Given exercise 1: Reproduce a portion of the computing system description below verbatim, beginning at the words "Further, the communication" and stopping after the words "Card International Association)".

Main memory 805 can also be used for storing temporary variables or
other intermediate information during execution of instructions by
the processor 803. The computing system 800 may further include a
read only memory (ROM) 807 or other static storage device coupled
to the bus 801 for storing static information and instructions for
the processor 803. A storage device 809, such as a magnetic disk or
optical disk, is coupled to the bus 801 for persistently storing
information and instructions.
[0059] The computing system 800 may be coupled via the bus 801 to a
display 811, such as a liquid crystal display, or active matrix
display, for displaying information to a user. An input device 813,
such as a keyboard including alphanumeric and other keys, may be
coupled to the bus 801 for communicating information and command
selections to the processor 803. The input device 813 can include a
cursor control, such as a mouse, a trackball, or cursor direction
keys, for communicating direction information and command
selections to the processor 803 and for controlling cursor movement
on the display 811.
[0060] According to various embodiments of the invention, the
processes described herein can be provided by the computing system
800 in response to the processor 803 executing an arrangement of
instructions contained in main memory 805. Such instructions can be
read into main memory 805 from another computer-readable medium,
such as the storage device 809. Execution of the arrangement of
instructions contained in main memory 805 causes the processor 803
to perform the process steps described herein. One or more
processors in a multi-processing arrangement may also be employed
to execute the instructions contained in main memory 805. In
alternative embodiments, hard-wired circuitry may be used in place
of or in combination with software instructions to implement the
embodiment of the invention. In another example, reconfigurable
hardware such as Field Programmable Gate Arrays (FPGAs) can be
used, in which the functionality and connection topology of its
logic gates are customizable at run-time, typically by programming
memory look up tables. Thus, embodiments of the invention are not
limited to any specific combination of hardware circuitry and
software.
[0061] The computing system 800 also includes at least one
communication interface 815 coupled to bus 801. The communication
interface 815 provides a two-way data communication coupling to a
network link (not shown). The communication interface 815 sends and
receives electrical, electromagnetic, or optical signals that carry
digital data streams representing various types of information.
Further, the communication interface 815 can include peripheral
interface devices, such as a Universal Serial Bus (USB) interface,
a PCMCIA (Personal Computer Memory Card International Association)

Data provided:

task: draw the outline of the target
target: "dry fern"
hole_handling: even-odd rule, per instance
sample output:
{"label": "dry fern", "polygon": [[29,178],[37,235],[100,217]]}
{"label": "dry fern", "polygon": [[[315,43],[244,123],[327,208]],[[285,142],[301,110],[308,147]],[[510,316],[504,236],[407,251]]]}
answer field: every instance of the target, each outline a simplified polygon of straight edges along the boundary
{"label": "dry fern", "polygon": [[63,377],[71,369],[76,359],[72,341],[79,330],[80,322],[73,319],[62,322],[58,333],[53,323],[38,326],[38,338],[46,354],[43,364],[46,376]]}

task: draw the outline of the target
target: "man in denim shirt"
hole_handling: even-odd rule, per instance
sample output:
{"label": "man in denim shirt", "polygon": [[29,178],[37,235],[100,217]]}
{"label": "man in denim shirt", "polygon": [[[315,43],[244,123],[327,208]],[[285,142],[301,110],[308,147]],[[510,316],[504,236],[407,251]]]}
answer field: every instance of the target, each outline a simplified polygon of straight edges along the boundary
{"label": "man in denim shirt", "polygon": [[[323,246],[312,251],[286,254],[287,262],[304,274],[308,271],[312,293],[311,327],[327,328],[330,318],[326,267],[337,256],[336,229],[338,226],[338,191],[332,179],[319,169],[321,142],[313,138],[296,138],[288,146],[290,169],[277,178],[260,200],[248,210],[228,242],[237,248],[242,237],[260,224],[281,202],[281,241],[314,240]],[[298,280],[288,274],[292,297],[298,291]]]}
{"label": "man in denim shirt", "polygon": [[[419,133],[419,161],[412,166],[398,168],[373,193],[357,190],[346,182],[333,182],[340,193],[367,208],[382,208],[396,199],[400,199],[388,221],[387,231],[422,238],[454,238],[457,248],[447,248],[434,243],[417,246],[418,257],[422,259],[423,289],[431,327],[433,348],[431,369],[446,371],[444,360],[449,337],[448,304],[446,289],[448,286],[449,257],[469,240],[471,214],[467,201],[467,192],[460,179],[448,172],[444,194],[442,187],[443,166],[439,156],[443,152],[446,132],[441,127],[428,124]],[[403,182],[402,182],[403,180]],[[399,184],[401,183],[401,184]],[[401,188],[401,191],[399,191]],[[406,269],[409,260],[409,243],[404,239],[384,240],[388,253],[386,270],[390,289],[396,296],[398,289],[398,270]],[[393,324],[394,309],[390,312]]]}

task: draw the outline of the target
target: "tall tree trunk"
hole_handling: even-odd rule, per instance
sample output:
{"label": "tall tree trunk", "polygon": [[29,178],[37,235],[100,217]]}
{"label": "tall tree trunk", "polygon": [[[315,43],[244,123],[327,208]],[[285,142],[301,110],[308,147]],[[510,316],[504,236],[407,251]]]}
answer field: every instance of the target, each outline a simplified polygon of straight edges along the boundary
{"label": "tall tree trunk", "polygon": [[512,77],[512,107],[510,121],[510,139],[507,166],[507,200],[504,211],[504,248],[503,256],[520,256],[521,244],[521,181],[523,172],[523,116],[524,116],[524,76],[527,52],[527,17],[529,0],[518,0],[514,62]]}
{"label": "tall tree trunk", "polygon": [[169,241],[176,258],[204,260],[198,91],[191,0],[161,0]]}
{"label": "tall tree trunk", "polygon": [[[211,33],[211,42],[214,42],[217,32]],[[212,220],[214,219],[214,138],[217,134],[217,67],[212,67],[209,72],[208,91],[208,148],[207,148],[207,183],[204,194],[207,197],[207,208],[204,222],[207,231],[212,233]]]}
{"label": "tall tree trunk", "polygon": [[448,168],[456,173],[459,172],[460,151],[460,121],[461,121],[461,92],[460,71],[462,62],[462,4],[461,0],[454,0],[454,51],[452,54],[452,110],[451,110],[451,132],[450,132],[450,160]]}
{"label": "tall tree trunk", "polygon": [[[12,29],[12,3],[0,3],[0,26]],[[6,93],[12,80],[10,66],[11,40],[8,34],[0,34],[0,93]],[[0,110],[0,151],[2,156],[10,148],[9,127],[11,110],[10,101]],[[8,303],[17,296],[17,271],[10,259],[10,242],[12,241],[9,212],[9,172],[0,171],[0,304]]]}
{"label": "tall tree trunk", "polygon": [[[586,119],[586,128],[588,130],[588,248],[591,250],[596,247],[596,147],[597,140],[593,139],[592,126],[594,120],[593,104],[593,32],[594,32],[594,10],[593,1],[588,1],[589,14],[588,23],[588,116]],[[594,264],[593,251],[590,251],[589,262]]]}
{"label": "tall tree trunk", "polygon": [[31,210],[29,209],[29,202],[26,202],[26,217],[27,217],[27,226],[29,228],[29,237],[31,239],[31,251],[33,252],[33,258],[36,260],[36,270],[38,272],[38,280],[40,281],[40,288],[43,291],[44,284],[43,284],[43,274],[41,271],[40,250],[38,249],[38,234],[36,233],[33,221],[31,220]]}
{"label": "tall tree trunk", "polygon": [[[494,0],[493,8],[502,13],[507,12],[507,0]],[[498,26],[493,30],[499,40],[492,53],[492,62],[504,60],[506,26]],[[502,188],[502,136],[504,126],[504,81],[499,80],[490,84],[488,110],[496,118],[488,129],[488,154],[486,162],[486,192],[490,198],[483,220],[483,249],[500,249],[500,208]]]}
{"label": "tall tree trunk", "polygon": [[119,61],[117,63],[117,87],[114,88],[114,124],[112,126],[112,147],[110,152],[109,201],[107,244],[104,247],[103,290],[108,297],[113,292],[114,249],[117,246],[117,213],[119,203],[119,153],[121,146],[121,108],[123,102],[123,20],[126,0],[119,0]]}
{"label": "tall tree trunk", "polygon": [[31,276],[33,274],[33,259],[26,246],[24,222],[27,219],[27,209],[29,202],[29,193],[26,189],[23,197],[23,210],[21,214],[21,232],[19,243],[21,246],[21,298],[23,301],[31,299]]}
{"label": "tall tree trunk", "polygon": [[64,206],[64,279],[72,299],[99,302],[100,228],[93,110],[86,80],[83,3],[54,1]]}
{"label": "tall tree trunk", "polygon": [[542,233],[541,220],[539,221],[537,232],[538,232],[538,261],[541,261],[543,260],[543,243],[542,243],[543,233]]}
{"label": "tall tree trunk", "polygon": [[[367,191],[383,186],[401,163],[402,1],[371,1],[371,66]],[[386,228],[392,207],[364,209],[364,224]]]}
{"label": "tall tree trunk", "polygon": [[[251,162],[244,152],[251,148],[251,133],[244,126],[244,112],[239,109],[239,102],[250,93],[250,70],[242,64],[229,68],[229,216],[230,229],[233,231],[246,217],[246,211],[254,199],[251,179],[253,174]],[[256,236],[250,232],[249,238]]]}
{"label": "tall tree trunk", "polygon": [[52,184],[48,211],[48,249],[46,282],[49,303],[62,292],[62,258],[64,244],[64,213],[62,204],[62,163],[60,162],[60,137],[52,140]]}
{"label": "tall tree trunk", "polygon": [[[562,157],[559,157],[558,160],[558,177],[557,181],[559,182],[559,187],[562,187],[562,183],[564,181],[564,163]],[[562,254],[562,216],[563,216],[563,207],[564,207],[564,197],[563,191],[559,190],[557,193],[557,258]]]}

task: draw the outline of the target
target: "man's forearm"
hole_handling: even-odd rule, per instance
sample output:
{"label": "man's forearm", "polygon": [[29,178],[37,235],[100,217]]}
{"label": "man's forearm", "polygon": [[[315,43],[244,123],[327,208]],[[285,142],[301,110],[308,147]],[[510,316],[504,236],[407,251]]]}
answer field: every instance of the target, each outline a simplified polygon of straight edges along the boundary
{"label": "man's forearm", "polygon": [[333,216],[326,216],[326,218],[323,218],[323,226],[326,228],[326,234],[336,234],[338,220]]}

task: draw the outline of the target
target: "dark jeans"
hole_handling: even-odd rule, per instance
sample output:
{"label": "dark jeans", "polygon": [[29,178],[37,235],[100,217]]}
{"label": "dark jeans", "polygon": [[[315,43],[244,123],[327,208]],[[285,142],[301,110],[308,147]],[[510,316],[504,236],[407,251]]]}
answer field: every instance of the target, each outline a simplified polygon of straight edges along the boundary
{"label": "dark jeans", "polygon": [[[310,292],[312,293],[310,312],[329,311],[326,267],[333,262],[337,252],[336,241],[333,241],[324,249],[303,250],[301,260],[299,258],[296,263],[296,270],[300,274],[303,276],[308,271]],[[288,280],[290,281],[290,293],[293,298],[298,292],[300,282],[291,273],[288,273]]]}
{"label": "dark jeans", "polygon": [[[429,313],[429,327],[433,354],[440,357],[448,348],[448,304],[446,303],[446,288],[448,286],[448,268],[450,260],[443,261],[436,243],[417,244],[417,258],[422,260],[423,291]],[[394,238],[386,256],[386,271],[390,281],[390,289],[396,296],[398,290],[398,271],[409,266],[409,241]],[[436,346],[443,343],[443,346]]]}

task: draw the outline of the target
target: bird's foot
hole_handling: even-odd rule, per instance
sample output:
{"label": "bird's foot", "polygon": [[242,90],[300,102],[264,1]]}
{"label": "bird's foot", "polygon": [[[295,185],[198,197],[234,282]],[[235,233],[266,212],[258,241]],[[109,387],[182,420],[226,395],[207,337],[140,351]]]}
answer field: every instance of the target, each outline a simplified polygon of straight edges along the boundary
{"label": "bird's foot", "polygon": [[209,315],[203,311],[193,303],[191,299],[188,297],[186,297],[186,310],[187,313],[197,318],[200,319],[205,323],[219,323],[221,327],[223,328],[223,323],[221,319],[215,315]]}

Given exercise 2: Return each line of the records above that contains the string "forearm", with letter case taken into account.

Written solution 1:
Further, the communication interface 815 can include peripheral
interface devices, such as a Universal Serial Bus (USB) interface,
a PCMCIA (Personal Computer Memory Card International Association)

Written solution 2:
target: "man's forearm"
{"label": "man's forearm", "polygon": [[29,178],[37,235],[100,217]]}
{"label": "man's forearm", "polygon": [[[315,43],[244,123],[327,208]],[[285,142],[301,110],[308,147]],[[510,316],[504,236],[407,251]]]}
{"label": "man's forearm", "polygon": [[333,216],[326,216],[326,218],[323,218],[323,226],[326,228],[326,234],[336,234],[338,220]]}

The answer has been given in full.